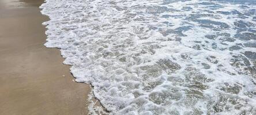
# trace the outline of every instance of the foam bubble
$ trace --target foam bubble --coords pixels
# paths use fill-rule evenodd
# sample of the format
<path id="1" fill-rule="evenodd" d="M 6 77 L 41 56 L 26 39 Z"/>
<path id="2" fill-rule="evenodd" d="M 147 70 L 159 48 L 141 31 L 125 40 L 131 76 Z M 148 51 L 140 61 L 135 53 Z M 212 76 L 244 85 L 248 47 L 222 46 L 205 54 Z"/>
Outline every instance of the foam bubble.
<path id="1" fill-rule="evenodd" d="M 45 45 L 112 114 L 256 114 L 256 3 L 47 0 Z M 92 110 L 92 109 L 91 109 Z"/>

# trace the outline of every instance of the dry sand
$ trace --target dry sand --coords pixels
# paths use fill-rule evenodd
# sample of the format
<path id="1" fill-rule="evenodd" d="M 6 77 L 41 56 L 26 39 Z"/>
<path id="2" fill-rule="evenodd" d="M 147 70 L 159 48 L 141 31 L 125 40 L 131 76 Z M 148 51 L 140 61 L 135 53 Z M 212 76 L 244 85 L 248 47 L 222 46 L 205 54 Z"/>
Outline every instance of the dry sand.
<path id="1" fill-rule="evenodd" d="M 43 45 L 43 2 L 0 0 L 0 114 L 87 114 L 89 85 Z"/>

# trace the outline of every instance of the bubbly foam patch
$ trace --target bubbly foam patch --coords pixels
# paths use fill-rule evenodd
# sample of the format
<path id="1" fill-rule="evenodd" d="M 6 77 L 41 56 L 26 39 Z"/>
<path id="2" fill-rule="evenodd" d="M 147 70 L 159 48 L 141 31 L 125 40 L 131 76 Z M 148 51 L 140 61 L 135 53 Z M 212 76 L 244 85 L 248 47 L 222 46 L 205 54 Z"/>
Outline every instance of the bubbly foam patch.
<path id="1" fill-rule="evenodd" d="M 256 3 L 47 0 L 48 39 L 111 114 L 255 114 Z"/>

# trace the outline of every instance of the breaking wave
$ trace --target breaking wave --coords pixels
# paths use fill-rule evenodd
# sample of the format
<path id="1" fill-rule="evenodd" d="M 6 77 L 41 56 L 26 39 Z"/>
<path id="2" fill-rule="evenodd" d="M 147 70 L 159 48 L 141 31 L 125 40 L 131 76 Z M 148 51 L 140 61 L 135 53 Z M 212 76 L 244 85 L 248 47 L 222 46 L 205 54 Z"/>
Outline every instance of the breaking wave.
<path id="1" fill-rule="evenodd" d="M 256 2 L 46 0 L 49 48 L 112 114 L 256 114 Z"/>

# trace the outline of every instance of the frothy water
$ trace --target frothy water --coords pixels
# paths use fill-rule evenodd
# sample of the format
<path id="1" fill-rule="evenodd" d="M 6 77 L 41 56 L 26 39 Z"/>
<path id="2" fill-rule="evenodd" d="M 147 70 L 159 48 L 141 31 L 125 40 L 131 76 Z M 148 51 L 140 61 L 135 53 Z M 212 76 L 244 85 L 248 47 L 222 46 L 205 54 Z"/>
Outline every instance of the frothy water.
<path id="1" fill-rule="evenodd" d="M 47 0 L 45 45 L 112 114 L 256 114 L 254 0 Z"/>

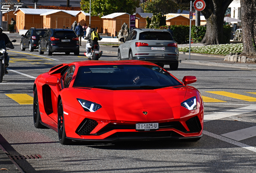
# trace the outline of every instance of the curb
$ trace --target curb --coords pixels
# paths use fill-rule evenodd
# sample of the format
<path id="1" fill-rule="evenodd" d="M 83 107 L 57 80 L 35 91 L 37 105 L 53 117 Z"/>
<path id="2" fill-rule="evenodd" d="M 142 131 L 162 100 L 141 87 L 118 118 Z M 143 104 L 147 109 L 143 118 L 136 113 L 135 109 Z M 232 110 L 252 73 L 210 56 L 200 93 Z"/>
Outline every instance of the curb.
<path id="1" fill-rule="evenodd" d="M 209 66 L 219 66 L 221 67 L 229 67 L 236 68 L 247 69 L 256 69 L 256 65 L 243 64 L 225 64 L 219 62 L 209 62 L 208 61 L 197 61 L 194 60 L 182 60 L 181 63 L 185 64 L 203 65 Z"/>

◆ ◆ ◆

■ **What you should do**: Rewrite the listing from its start up to and including the line containing "114 L 87 114", putting "wet sand" wherever "dry sand" appears and changing nothing else. Leave the pictures out.

■ **Response to this exercise**:
# trace the outline of every instance of the foam bubble
$ trace --target foam bubble --coords pixels
# paths use fill-rule evenodd
# sample of the format
<path id="1" fill-rule="evenodd" d="M 6 77 L 41 56 L 26 39 Z"/>
<path id="2" fill-rule="evenodd" d="M 147 70 L 159 48 L 141 31 L 125 40 L 131 76 Z M 148 51 L 140 61 L 135 53 Z M 212 76 L 244 85 L 248 47 L 222 46 L 205 54 Z"/>
Outline every instance of the foam bubble.
<path id="1" fill-rule="evenodd" d="M 45 45 L 112 114 L 256 114 L 256 3 L 47 0 Z M 92 110 L 92 109 L 91 109 Z"/>

# trace the outline of every instance of the wet sand
$ trace --target wet sand --coords pixels
# paths use fill-rule evenodd
# sample of the format
<path id="1" fill-rule="evenodd" d="M 6 77 L 41 56 L 26 39 Z"/>
<path id="2" fill-rule="evenodd" d="M 147 70 L 159 48 L 141 31 L 125 40 L 131 76 Z M 148 51 L 140 61 L 135 53 Z M 212 76 L 244 85 L 248 47 L 222 46 L 205 54 Z"/>
Outline every instance of the wet sand.
<path id="1" fill-rule="evenodd" d="M 43 45 L 43 2 L 0 0 L 0 114 L 87 114 L 89 85 Z"/>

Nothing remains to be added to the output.